■ Aim of the exercise
In the user roles text, what can an Admin do by default that a Compliance Officer cannot?

■ Text segment
_ _ _ _ _

Domain Compliance Officer¶
All the personas in an institution that are in charge of making sure that the utilization of data at an institution occurs within legal boundaries and under their supervision and with their liability/responsibility.
Network Compliance Officer¶
All the personas in an institution that are in charge of making sure that the access and utilization of data between their network’s domains and members (data scientists) fall within the bounds outlined in the network’s legal agreements.
User roles¶
Default roles¶
Data Scientist¶
This role is for users who will be performing computations on your datasets. They may be users you know directly or those who found your domain through search and discovery. By default this user can see a list of your datasets
and can request to get results. This user will also be required to sign a Data Access Agreement
if you have required one in the Domain Settings Configurations
.
Default permissions:
Can Make Data Requests
Compliance Officer¶
This role is for users who will help you manage requests made on your node. They should be users you trust. They are not able to change Domain Settings
or edit roles but they are by default able to accept or deny user requests
on behalf of the domain node
.
Default permissions:
Can Triage Data Requests
Can Manage Privacy Budgets
Can Manage Users
Admin¶
This role is for users who will help you manage your node. This should be users you trust. The main difference between this user
and a Compliance Officer
is that this user by default not only can manage requests but can also edit Domain Settings.
This is the highest level permission outside of an Owner.
Default permissions:
Every permission except for “Manage infrastructure”

_ _ _ _ _

Saved entries:

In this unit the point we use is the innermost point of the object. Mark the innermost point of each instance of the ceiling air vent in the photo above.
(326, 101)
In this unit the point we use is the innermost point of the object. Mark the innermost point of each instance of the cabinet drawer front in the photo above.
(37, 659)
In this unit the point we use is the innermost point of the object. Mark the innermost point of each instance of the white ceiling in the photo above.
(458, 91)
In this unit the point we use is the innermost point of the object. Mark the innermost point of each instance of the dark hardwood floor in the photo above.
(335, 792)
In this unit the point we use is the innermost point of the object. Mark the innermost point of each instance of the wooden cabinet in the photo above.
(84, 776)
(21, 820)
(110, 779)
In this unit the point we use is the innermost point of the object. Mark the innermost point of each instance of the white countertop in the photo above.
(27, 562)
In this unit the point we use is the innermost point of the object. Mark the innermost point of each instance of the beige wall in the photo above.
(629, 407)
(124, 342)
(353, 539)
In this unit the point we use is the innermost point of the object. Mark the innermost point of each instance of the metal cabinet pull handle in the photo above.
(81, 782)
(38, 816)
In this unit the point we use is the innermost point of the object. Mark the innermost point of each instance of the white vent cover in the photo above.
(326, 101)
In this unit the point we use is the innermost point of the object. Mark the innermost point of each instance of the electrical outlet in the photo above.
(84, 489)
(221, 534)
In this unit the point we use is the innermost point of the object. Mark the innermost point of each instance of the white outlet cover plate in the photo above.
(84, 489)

_ _ _ _ _

■ Response area
An Admin can edit Domain Settings in addition to managing requests.